Rewrite all of the material below with "drop a point" changed to "place a point" wherever it occurs and everything else left as it is. Leave the pictures out of your version.
+---+
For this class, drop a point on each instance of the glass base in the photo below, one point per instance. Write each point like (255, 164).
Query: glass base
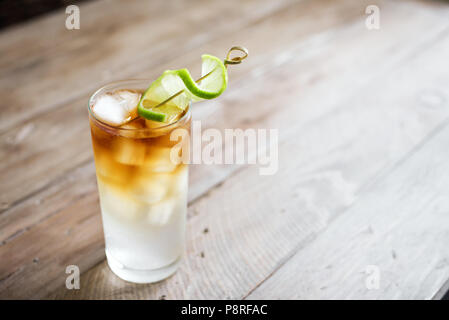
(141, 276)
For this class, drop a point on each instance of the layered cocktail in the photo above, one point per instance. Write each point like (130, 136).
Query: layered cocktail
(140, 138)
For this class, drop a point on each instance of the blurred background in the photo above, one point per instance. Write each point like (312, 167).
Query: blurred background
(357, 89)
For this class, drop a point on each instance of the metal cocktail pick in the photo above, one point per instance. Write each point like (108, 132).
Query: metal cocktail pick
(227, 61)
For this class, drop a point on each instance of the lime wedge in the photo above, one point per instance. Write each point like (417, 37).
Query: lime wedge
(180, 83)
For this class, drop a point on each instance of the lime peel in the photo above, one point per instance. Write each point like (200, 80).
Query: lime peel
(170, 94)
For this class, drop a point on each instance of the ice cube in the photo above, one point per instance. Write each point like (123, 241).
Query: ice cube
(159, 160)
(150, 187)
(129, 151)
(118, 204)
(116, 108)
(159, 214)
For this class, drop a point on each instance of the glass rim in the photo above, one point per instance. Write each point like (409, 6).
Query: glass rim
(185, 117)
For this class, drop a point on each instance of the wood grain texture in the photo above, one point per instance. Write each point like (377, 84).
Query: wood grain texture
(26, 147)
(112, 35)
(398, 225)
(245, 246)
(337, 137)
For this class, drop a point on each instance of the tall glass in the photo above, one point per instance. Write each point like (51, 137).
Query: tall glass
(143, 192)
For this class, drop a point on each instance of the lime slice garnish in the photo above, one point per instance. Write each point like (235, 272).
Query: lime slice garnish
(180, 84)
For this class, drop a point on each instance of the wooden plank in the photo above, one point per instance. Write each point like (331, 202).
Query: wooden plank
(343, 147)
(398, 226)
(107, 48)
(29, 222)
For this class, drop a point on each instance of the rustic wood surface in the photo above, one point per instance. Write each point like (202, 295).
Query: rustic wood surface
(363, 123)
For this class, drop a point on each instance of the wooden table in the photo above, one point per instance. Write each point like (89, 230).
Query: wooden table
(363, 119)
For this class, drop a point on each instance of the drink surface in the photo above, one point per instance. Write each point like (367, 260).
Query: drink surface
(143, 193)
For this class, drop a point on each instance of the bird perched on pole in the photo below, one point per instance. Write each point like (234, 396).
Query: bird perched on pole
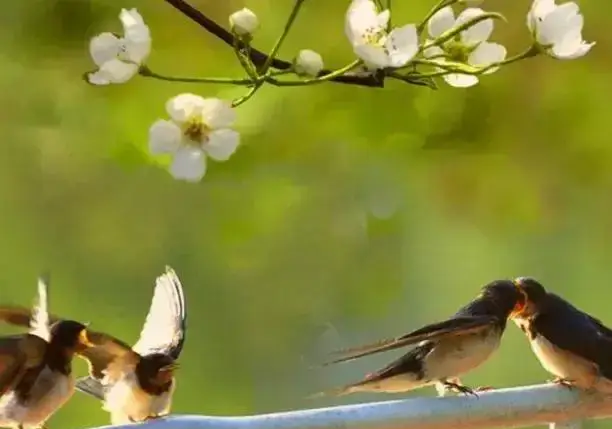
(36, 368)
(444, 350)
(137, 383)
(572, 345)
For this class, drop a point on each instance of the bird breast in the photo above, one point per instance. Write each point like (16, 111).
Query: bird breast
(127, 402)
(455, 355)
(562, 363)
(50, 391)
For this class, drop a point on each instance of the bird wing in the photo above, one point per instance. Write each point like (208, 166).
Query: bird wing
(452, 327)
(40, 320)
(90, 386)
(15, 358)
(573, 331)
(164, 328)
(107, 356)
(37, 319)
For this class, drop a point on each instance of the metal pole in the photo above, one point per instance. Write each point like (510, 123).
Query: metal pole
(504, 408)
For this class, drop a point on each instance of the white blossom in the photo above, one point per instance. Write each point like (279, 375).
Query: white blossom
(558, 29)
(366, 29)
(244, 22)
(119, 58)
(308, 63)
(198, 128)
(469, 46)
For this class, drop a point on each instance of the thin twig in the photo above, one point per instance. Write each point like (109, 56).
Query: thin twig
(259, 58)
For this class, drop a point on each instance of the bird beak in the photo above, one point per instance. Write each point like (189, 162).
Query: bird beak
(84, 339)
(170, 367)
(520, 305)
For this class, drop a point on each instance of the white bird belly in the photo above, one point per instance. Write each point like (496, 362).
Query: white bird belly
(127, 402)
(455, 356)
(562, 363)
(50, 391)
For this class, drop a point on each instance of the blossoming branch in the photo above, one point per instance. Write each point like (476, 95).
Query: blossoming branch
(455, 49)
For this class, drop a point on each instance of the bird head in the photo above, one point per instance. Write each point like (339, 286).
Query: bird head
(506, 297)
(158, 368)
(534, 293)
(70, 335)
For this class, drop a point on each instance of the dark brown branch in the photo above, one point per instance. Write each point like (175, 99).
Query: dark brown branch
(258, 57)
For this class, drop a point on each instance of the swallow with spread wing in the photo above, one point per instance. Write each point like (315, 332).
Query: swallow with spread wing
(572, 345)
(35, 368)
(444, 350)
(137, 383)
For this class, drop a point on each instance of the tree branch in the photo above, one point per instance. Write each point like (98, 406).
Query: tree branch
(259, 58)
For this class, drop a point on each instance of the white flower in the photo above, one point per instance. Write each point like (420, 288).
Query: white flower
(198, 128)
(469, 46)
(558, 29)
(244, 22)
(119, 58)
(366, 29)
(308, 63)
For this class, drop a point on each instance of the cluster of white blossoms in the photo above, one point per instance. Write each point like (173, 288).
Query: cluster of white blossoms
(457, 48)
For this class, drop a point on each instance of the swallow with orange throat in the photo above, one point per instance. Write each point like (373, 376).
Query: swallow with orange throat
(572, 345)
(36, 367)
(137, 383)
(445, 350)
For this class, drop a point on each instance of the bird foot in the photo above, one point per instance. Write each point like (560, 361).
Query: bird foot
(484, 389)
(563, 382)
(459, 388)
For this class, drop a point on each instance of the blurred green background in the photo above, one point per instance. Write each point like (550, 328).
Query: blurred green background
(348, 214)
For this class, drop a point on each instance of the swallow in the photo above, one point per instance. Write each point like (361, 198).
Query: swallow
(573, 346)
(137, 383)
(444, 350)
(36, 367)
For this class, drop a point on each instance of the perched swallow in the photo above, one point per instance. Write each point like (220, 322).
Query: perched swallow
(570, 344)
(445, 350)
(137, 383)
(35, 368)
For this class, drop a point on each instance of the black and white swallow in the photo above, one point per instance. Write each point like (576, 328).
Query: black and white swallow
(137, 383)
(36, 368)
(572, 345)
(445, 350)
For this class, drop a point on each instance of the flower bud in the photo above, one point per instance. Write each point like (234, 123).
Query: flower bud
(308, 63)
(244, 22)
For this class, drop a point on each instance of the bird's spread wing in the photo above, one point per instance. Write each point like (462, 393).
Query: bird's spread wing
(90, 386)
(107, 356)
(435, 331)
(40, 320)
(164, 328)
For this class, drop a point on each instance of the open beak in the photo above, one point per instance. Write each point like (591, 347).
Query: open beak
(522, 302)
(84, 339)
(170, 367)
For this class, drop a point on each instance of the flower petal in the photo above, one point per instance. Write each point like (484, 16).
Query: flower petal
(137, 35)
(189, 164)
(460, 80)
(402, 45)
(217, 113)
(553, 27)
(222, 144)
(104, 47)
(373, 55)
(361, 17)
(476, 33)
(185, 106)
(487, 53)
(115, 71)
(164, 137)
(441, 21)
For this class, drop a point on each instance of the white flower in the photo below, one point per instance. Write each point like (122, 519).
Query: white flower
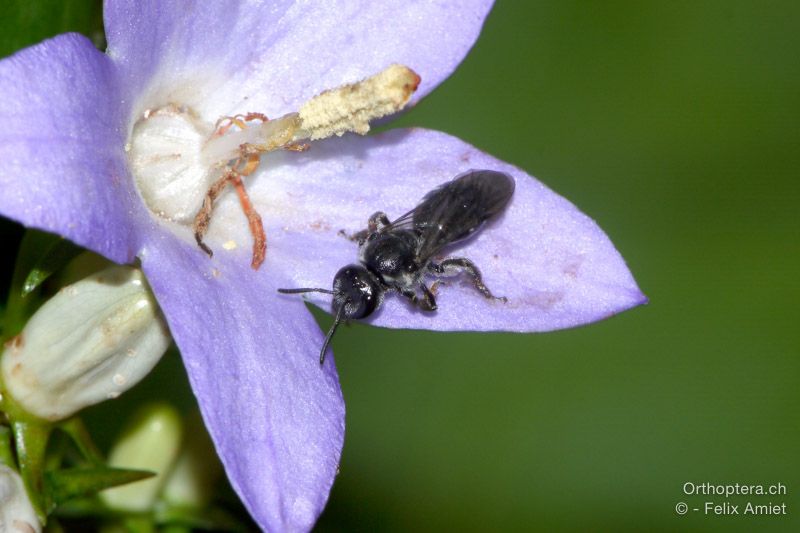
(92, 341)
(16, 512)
+---+
### REPLY:
For this class, place a point on each instance of the glass base in the photo below, one point per instance. Write each point like (255, 164).
Query: glass base
(141, 276)
For this class, place a point on each instance of the layered cocktail in the photo above, one point per instance. Write each point like (130, 136).
Query: layered cocktail
(140, 138)
For this class, place a point on each instance of the blurred background in the photo above, one point per instance. Write each point like (312, 167).
Query: blurred background
(357, 89)
For this class, place a point on each instance of the metal cocktail pick in the photo above, one point per instance. Write each point like (108, 132).
Query: metal cocktail pick
(227, 61)
For this class, place a point on each instance of the lime wedge in the photo above, one point per instance. Write each point like (417, 37).
Query: lime wedge
(180, 83)
For this class, place a point on each instance of the lime peel in the photo above, one point per instance. Write each point like (200, 80).
Query: lime peel
(170, 94)
For this class, place a point on each instance of the ice cube in the photo above, one point per instance. Write each point like (123, 241).
Query: ice cube
(159, 160)
(150, 187)
(129, 151)
(118, 204)
(116, 108)
(159, 214)
For this class, place a point on each instance of the glass rim in the photo above, one point per instance. Write each point like (409, 6).
Query: glass rim
(185, 117)
For this class, place a point on each instance of the wood grain texture in the photo above, one point per instance. Write each point like (377, 84).
Query: wood grain texture
(26, 147)
(112, 35)
(398, 225)
(245, 246)
(337, 137)
For this class, place a point on each instance of the tall glass in the photo above, one point per instance. Write each point like (51, 137).
Query: tall glass
(143, 192)
For this class, place a point on each instance of the lime slice garnish in the photo above, one point per instance. Write each point like (235, 272).
Query: lime slice garnish
(180, 84)
For this class, place a point on each instance of the wooden plank in the photo above, one point per instance. Write each point like (331, 202).
Query: wooden plank
(343, 147)
(398, 226)
(107, 48)
(29, 222)
For this class, place a point on each instance of the rustic wood surface in the photo above, one point per instance. Write each point like (202, 295).
Query: rustic wood surface
(363, 123)
For this class, place a point on each instance of the wooden table in the photo above, one point per instance. Write each point like (89, 230).
Query: wooden table
(363, 119)
For this class, place a point on each instance of the drink surface in the photo above, one point per instance. Write each point like (367, 260).
Query: drink surface
(143, 193)
For this class, place a point on each instance of the bird perched on pole in the photo below, one point per instance. Write each point like (234, 396).
Query: bird perched on pole
(36, 368)
(444, 350)
(137, 383)
(572, 345)
For this class, place a point on each instance of the bird breast in the photo above, one point per instance. Write each point like (16, 111).
Query: bird breast
(127, 402)
(455, 355)
(562, 363)
(50, 391)
For this class, place a point on each instance of the bird wing in the photo above, one point per instance. Write each point like (208, 166).
Query: bird wing
(452, 327)
(40, 320)
(90, 386)
(15, 358)
(573, 331)
(164, 328)
(107, 356)
(37, 319)
For this class, place a point on each instance of the metal pole in the photo above, one point per instance. Write each point like (510, 123).
Query: metal pole
(504, 408)
For this class, place a point on each instance of the white blossom in the photo above, one point per instance. Write each point like (279, 375).
Query: white blossom
(558, 29)
(366, 29)
(244, 22)
(119, 58)
(308, 63)
(198, 128)
(469, 46)
For this class, place a point on each instance of the thin twig in the photo above, one point per instance. Write each point like (109, 56).
Query: thin twig
(259, 58)
For this class, place a point on each instance of the bird beak in the photo above, one point per instance. Write each point like (189, 162).
Query: bird beak
(84, 339)
(170, 367)
(520, 305)
For this class, place a point on each instance of the white bird belly in the photo above, one point per instance. Write each point like (496, 362).
Query: white bird belly
(127, 402)
(455, 356)
(562, 363)
(50, 391)
For this class, place a point on each instance of the blossoming branch in the photo above, one point per instance. Write each point like (476, 95).
Query: blossoming branch
(455, 49)
For this class, place a point on each instance of the bird head in the photo above, one point per instance. Write each point like (339, 286).
Query: bird head
(506, 297)
(158, 368)
(534, 293)
(70, 335)
For this class, place a point on each instance of the dark brown branch in the photo above, one point per instance. Write each point like (175, 99).
Query: dark brown branch
(258, 57)
For this class, place a point on each instance of the swallow with spread wing in the photo above, one point per instance. Write each point like (315, 332).
Query: swallow with spread wing
(572, 345)
(35, 368)
(444, 350)
(137, 383)
For this class, place a point on each instance of the tree branch in the photo above, one point per instance. Write each point like (98, 406).
Query: tree branch
(259, 58)
For this class, place a point on each instance of the white flower in the photo above, one point per instance. Write each point like (420, 288).
Query: white flower
(198, 128)
(469, 46)
(558, 29)
(244, 22)
(119, 58)
(366, 29)
(308, 63)
For this class, place a point on each instance of the cluster of white blossoms in the photo above, one point per instance. Write each point like (173, 288).
Query: cluster of white blossoms
(457, 48)
For this class, place a point on each instance of the swallow with orange throat in the photo above, one point per instance. Write each point like (373, 376).
Query: swallow with orange throat
(572, 345)
(36, 367)
(137, 383)
(445, 350)
For this class, place a point on each instance of the bird foot in the photo above, one point per instance. Write each point like (560, 361).
Query: bird foot
(484, 389)
(563, 382)
(459, 388)
For this class, place a point on each instance of the blurred green background in the photo above, one point per instance. Write each point like (550, 328).
Query: blurred green background
(348, 214)
For this class, place a point on each instance of the swallow in the photo above, one point per instance. Write each point like (361, 198).
Query: swallow
(573, 346)
(137, 383)
(444, 350)
(36, 367)
For this class, place a point on each instance of the perched swallow in the photo above, one point per instance. Write each point like (220, 322).
Query: perched swallow
(570, 344)
(445, 350)
(137, 383)
(35, 368)
For this class, place a point on each instance of the black and white swallow in the photo above, one point per instance. Write each point like (576, 328).
Query: black and white swallow
(137, 383)
(36, 368)
(572, 345)
(445, 350)
For this class, place a point on each instance of the flower bud in the photo above, one point per instance. Write each point like (234, 123).
Query: flower bud
(308, 63)
(244, 22)
For this class, place a point on each instance of the bird's spread wing in the photo above, one point per instance. Write each point like (462, 393).
Query: bird's spread wing
(90, 386)
(107, 356)
(435, 331)
(40, 320)
(164, 328)
For this class, place a point on each instance of the open beak in the photo above, one point per instance. Write each point like (591, 347).
Query: open beak
(522, 302)
(84, 339)
(170, 367)
For this class, place a point on each instance of the flower petal in the photo above, one point per instance. Write each point like (484, 16).
Query: flower petal
(137, 35)
(189, 164)
(460, 80)
(402, 45)
(217, 113)
(553, 27)
(222, 144)
(104, 47)
(373, 55)
(361, 17)
(476, 33)
(185, 106)
(487, 53)
(115, 71)
(164, 137)
(441, 21)
For this class, place a point on each instance of the white flower in the photo below, one point per instance. Write each point like (122, 519).
Query: white flower
(92, 341)
(16, 512)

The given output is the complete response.